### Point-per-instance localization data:
======

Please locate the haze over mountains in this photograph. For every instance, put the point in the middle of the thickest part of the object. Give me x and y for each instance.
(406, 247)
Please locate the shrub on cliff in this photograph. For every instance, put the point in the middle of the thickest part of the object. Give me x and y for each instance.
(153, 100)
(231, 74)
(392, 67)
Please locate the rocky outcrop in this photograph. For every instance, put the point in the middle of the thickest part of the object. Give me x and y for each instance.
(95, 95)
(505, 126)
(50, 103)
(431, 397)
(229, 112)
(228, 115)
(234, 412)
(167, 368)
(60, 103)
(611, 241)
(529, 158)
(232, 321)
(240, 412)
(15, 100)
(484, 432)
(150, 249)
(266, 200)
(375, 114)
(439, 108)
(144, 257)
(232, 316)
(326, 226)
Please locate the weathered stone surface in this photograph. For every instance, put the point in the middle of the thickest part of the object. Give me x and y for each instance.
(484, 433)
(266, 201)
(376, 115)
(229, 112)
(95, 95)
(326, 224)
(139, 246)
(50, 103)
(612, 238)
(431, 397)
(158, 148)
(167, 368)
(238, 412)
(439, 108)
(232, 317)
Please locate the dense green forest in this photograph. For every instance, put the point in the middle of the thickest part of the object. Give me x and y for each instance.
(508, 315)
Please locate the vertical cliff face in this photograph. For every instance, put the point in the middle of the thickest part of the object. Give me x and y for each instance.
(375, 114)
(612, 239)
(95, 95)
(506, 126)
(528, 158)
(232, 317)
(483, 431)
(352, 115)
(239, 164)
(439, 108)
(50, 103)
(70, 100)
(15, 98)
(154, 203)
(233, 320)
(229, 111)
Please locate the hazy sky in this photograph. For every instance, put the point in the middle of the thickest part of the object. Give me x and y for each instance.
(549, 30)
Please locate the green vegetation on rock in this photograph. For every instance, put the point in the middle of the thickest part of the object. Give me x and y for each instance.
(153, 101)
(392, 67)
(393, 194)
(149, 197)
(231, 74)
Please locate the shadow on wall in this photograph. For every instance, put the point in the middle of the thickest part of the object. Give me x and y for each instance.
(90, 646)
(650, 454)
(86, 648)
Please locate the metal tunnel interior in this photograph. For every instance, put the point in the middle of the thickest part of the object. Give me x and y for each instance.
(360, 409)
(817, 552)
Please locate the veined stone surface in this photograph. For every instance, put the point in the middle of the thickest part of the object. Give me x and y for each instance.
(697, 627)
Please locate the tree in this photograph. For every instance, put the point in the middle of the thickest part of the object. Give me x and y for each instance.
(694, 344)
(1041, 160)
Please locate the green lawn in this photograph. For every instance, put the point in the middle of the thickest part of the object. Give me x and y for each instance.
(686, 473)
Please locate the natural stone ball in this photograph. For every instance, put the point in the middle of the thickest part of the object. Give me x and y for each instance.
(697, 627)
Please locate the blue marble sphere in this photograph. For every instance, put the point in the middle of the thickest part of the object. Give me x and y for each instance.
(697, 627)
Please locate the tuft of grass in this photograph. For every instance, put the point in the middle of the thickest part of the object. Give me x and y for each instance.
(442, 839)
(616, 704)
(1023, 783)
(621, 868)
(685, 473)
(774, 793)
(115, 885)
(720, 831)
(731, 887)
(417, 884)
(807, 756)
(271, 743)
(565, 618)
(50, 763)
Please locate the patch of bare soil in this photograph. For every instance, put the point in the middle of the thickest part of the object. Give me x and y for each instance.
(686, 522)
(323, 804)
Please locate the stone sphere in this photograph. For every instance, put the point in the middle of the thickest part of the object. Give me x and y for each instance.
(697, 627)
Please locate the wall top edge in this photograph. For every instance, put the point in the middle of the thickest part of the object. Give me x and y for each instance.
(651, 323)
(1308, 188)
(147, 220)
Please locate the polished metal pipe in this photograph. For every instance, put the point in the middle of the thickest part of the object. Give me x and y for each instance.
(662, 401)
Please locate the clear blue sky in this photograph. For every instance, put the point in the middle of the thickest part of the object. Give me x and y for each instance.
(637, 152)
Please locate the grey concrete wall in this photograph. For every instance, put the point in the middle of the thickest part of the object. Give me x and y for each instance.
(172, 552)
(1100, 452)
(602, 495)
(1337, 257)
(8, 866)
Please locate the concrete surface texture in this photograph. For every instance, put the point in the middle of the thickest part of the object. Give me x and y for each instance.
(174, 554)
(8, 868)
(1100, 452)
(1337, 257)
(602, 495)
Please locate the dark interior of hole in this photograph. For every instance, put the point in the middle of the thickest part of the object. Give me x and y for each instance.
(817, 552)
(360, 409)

======

### Work instructions:
Would you retype the lines of the data above, from the one holding "Please locate the concrete" through its final line, exactly and without adding any other line?

### Output:
Please locate the concrete surface texture in this photograph. For every instance, put the point in the middle of the thickest part of the object. Give me x and y for each instance.
(174, 554)
(8, 868)
(1100, 452)
(1337, 257)
(602, 495)
Please locate the dark interior of hole in this photograph. For every instance, put the point in the middle of the thickest part of the object. Give me x and y for each instance.
(817, 552)
(360, 409)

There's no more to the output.